(Saved entries)
********
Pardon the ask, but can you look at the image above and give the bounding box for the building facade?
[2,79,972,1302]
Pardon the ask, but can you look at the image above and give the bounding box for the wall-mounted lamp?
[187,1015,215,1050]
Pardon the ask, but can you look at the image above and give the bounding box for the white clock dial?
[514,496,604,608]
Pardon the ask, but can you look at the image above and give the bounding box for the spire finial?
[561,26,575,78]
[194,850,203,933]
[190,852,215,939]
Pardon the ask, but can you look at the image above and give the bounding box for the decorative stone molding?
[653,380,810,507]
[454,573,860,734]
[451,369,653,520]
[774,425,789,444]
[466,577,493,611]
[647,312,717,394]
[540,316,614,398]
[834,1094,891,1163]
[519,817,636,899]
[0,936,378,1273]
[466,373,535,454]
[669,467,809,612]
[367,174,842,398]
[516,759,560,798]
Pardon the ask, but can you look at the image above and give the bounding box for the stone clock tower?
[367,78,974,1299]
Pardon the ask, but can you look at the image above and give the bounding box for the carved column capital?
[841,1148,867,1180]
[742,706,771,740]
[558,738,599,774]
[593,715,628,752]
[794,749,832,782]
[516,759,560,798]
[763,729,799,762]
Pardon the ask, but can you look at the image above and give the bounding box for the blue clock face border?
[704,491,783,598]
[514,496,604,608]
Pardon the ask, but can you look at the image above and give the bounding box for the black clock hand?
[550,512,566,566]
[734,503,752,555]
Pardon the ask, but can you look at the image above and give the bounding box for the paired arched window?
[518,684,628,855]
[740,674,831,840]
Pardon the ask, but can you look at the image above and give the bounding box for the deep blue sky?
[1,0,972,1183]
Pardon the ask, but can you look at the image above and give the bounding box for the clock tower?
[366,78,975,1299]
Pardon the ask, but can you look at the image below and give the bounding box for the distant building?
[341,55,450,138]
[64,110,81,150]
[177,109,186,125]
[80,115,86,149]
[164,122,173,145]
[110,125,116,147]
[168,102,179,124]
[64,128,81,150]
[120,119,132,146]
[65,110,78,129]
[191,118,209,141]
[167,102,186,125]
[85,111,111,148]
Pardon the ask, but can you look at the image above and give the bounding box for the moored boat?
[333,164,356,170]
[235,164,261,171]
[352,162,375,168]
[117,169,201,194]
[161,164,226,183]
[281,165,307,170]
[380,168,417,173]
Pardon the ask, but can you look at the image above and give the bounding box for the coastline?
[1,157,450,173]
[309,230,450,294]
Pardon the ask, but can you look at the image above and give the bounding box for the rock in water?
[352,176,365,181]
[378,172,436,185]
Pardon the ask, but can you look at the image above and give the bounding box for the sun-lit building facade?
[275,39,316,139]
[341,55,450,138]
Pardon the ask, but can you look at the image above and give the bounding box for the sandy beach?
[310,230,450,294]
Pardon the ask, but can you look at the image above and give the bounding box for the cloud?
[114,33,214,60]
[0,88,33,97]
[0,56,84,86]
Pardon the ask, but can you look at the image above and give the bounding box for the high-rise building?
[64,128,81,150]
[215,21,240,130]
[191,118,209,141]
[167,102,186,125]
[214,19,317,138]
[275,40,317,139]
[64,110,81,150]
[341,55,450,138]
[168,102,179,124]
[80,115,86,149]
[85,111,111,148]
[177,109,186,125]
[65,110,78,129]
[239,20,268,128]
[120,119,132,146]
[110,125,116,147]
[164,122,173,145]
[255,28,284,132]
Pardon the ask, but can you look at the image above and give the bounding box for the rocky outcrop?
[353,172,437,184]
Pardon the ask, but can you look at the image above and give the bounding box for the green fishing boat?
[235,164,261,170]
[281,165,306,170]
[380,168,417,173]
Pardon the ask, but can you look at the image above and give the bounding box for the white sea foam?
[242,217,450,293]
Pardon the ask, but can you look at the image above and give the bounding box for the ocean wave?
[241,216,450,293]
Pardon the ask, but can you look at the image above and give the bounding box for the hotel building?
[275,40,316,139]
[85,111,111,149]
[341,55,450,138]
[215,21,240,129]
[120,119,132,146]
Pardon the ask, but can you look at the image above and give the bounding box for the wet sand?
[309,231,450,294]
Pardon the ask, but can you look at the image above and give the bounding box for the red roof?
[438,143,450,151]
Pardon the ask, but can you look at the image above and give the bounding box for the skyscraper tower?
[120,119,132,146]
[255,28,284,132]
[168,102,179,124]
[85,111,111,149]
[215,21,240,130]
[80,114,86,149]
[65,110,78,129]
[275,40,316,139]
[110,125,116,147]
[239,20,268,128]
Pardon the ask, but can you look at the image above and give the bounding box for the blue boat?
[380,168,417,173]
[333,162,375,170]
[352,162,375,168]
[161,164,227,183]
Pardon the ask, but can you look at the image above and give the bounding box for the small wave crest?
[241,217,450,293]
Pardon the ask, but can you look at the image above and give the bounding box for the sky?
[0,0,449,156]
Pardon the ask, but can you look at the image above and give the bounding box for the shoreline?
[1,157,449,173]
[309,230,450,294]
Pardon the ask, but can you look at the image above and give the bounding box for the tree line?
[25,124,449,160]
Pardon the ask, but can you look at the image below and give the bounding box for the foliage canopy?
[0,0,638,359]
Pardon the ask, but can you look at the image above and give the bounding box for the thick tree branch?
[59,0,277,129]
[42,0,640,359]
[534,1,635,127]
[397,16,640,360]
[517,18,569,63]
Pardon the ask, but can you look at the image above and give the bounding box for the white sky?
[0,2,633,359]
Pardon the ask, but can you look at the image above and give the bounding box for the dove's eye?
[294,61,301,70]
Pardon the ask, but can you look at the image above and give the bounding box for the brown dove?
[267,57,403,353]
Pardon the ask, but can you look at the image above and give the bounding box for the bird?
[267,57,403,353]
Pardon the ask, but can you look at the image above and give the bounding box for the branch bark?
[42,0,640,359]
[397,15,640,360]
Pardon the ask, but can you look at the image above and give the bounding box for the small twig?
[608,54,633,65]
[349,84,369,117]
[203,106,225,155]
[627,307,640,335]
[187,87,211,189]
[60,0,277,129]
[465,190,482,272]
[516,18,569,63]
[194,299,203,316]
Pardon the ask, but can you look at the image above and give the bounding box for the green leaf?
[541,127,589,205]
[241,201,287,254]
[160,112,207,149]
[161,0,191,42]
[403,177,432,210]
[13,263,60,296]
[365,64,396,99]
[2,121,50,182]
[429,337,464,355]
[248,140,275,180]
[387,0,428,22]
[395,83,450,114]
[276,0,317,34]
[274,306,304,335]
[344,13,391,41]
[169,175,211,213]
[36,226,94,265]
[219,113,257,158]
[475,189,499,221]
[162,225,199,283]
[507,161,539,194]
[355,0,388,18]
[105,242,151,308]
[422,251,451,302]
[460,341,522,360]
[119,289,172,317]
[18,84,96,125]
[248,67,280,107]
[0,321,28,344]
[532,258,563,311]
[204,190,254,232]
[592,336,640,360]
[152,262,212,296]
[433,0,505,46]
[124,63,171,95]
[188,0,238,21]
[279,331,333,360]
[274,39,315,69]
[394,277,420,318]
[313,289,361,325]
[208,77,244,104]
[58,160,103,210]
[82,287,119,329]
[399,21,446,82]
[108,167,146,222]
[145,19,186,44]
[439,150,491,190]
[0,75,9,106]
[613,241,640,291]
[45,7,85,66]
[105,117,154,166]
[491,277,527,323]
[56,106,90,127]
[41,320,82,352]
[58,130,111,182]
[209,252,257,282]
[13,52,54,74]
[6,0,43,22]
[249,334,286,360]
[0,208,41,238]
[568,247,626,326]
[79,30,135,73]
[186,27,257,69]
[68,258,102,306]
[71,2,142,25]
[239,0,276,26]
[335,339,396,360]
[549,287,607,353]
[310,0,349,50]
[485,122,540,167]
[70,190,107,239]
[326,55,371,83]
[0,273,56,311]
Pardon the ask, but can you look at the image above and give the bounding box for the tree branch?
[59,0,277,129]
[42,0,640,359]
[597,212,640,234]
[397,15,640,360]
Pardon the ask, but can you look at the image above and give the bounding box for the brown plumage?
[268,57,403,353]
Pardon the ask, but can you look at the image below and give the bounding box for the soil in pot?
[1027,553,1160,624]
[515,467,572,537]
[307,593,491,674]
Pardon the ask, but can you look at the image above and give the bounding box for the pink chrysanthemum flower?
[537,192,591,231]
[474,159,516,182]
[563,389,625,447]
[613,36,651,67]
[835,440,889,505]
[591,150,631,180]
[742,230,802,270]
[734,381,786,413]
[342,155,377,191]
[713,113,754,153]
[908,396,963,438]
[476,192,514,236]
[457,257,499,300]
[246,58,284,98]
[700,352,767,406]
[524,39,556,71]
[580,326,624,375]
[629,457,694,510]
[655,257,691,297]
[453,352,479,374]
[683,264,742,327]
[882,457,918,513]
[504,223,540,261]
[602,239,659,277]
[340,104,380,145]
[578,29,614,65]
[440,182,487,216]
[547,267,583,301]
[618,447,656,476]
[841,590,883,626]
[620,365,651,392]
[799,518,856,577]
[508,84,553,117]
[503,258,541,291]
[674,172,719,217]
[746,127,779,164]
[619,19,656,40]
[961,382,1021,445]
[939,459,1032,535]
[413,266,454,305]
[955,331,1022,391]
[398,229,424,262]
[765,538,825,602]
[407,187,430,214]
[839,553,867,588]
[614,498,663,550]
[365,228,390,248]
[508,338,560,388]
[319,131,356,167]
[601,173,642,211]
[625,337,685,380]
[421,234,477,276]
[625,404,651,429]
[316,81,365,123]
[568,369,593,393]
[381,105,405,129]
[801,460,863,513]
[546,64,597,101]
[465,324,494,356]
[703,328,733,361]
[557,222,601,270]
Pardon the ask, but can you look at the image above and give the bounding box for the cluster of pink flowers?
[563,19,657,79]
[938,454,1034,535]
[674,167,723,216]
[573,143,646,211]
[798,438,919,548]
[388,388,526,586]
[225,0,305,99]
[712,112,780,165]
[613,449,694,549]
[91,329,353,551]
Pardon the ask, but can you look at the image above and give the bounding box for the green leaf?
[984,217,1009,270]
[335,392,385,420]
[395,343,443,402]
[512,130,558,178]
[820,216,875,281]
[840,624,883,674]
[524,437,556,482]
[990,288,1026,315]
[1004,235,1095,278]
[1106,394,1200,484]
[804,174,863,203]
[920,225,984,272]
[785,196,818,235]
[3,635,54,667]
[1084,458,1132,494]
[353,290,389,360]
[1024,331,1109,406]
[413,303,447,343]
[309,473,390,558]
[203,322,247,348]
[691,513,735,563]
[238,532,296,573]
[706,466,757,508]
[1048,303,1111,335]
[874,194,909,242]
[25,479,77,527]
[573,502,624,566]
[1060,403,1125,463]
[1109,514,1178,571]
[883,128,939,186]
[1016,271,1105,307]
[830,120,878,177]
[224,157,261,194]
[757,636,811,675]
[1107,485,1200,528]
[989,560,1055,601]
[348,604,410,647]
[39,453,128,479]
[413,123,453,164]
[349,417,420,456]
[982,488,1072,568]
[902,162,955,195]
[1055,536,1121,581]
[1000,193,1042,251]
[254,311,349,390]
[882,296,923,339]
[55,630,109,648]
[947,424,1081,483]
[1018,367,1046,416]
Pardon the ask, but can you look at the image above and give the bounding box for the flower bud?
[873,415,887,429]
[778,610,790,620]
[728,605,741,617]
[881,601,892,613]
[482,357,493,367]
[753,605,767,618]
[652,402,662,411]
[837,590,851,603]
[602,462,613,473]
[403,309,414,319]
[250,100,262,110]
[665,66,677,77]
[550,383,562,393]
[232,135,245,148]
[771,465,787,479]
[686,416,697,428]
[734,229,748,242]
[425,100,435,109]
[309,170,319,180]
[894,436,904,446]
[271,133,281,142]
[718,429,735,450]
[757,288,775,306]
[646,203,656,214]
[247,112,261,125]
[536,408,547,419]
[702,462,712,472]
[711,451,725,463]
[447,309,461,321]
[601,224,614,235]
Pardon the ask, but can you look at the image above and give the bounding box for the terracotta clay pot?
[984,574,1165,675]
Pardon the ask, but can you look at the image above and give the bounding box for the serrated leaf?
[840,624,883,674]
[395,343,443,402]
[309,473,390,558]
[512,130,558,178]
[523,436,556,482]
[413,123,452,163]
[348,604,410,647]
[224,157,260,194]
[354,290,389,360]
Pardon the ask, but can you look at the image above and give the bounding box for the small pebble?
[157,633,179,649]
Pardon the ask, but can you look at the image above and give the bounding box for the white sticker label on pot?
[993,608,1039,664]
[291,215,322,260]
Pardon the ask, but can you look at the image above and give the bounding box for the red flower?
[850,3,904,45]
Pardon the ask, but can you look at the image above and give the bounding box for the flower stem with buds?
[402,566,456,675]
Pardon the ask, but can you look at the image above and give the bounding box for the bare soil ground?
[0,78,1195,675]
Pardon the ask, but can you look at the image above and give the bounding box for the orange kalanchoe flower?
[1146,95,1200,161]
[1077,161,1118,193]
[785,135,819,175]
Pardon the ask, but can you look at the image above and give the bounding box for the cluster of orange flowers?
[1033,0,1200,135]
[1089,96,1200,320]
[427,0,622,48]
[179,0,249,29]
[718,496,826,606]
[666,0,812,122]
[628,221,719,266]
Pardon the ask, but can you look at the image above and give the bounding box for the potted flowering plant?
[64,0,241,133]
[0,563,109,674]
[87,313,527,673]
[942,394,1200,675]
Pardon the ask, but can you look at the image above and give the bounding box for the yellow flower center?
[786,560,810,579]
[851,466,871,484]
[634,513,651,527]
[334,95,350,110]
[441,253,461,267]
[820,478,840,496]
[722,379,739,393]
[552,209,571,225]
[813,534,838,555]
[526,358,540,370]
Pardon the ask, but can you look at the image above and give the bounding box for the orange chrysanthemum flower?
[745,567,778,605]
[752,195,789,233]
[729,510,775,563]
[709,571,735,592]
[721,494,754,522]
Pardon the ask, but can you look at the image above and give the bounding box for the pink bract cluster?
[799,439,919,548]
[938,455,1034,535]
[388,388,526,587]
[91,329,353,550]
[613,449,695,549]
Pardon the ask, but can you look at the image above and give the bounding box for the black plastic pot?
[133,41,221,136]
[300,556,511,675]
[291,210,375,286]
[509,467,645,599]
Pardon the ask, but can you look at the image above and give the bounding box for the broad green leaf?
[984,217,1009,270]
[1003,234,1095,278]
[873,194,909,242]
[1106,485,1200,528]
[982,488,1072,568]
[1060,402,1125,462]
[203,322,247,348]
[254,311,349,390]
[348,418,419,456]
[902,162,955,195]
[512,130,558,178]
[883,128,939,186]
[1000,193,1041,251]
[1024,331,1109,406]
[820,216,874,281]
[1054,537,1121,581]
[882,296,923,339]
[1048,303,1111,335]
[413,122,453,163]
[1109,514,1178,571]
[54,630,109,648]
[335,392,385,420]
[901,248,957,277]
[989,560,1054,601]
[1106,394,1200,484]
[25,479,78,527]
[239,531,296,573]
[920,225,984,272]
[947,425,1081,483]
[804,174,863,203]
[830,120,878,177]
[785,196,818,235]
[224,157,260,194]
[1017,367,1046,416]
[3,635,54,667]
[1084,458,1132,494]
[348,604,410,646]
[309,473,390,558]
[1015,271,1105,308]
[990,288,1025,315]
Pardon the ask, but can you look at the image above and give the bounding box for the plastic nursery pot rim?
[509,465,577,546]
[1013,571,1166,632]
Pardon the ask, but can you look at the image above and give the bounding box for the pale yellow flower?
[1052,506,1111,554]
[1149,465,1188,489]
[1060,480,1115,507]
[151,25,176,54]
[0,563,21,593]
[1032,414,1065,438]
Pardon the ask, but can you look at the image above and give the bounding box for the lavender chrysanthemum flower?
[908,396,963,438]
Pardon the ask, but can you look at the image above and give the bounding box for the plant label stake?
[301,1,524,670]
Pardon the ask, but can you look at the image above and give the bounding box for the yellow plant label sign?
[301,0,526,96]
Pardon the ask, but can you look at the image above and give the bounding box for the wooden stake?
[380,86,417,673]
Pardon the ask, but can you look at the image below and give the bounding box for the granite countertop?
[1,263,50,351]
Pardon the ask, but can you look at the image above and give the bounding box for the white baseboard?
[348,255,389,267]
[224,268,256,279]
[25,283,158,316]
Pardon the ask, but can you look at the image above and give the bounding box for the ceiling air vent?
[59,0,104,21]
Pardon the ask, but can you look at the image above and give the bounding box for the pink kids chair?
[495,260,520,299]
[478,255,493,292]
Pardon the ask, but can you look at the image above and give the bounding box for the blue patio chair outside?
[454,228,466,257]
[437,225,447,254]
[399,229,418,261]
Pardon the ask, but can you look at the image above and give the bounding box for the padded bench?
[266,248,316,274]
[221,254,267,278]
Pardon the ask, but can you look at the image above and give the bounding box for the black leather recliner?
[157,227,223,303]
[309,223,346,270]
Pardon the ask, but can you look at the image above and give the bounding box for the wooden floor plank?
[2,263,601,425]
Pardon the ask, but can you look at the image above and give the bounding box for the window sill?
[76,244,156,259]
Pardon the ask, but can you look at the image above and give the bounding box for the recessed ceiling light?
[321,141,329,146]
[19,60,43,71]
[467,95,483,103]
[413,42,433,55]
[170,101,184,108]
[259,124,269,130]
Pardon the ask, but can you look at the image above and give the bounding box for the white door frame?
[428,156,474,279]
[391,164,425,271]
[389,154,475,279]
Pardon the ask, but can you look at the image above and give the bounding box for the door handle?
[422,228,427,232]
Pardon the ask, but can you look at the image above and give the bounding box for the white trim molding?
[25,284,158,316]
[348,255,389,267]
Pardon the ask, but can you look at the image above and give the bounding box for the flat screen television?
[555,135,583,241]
********
What you need to do » Would you please set down the lines from the one with "white door frame?" to the end of the data above, exactly and without any other lines?

Result of this exercise »
Pardon the ask, but can you look at the image above and give the bounding box for the white door frame?
[428,156,474,279]
[391,164,425,271]
[389,154,475,279]
Pardon the ask, but can you look at the image above and give the bounding box for the door handle?
[422,228,427,232]
Pardon the ask, but can you look at the image above and give the bounding box for the white trim molding?
[25,284,158,316]
[348,255,389,267]
Pardon the ask, but can you look at the image above and give the bounding box for the flat screen television?
[555,135,583,241]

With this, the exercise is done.